Task to complete: Pick out and copy every line of the data that contains the string "deep". Case counts.

Provided data:
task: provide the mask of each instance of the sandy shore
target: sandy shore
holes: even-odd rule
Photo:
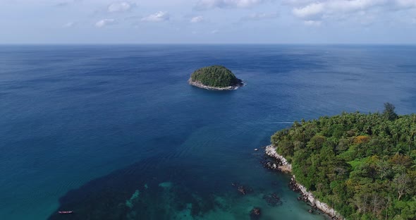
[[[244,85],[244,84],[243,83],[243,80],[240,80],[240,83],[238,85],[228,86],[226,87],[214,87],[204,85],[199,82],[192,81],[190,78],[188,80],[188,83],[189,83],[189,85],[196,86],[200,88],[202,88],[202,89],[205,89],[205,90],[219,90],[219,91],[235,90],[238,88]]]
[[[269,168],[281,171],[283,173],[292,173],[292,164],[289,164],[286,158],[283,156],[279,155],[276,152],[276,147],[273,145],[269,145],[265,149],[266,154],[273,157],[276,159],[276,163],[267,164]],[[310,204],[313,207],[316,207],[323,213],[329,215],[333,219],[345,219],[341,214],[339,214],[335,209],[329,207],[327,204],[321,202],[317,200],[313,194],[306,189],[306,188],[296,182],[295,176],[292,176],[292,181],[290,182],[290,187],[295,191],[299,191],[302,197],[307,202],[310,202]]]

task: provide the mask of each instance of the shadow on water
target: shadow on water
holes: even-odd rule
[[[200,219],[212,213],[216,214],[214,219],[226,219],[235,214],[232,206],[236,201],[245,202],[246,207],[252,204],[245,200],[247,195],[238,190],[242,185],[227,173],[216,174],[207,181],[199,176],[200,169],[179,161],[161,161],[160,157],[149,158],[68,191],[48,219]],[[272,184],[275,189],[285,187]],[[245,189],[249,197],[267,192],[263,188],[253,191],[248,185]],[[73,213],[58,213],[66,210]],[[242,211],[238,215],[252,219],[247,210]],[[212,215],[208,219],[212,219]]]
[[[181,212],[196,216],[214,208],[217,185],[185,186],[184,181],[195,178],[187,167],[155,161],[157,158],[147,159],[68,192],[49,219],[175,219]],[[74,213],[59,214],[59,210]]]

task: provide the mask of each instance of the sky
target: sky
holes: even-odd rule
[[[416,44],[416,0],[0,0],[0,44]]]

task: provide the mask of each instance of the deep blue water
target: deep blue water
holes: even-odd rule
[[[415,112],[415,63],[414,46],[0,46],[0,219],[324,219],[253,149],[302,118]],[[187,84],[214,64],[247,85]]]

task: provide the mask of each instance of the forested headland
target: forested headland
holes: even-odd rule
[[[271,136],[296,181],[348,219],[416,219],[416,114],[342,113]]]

...

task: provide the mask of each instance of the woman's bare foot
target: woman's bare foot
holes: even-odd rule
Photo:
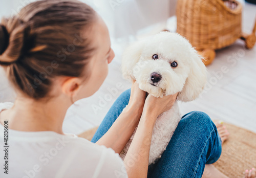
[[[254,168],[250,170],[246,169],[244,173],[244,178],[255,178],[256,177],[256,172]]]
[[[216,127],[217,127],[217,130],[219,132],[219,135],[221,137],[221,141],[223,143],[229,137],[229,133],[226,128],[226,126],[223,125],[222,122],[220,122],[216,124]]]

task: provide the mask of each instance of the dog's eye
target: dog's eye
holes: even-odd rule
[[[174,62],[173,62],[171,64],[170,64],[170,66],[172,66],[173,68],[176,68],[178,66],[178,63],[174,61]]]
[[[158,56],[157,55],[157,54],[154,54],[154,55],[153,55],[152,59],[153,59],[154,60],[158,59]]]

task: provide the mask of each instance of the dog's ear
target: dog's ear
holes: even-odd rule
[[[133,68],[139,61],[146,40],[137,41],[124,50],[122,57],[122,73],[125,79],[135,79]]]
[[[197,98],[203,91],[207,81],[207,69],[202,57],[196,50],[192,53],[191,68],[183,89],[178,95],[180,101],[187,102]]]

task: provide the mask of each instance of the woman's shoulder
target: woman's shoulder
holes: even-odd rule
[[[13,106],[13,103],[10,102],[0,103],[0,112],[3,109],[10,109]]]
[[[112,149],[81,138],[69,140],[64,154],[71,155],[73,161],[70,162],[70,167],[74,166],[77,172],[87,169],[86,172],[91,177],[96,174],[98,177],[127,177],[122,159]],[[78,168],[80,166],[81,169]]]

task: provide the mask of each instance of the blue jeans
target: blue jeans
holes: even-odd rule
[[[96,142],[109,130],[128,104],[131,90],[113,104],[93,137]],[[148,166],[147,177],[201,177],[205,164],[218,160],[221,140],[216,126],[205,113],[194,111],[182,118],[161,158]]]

--

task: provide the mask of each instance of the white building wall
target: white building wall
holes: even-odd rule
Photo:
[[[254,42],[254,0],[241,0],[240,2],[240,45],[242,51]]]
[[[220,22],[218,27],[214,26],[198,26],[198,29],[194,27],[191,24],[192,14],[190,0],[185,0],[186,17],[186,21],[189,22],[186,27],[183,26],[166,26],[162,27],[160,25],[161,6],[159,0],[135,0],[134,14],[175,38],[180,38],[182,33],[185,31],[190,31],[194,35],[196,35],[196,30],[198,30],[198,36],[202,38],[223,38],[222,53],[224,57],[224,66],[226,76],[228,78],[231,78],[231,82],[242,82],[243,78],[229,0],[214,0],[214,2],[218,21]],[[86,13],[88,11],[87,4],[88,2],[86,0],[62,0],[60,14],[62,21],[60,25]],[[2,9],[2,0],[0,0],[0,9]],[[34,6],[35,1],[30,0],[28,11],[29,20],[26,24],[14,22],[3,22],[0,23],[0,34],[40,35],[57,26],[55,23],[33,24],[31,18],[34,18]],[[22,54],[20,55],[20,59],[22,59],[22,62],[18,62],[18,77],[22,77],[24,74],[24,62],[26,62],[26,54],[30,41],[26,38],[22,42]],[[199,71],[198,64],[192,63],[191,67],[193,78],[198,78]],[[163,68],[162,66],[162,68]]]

Task solution:
task: provide the mask of each instance of the deep blue water
target: deep blue water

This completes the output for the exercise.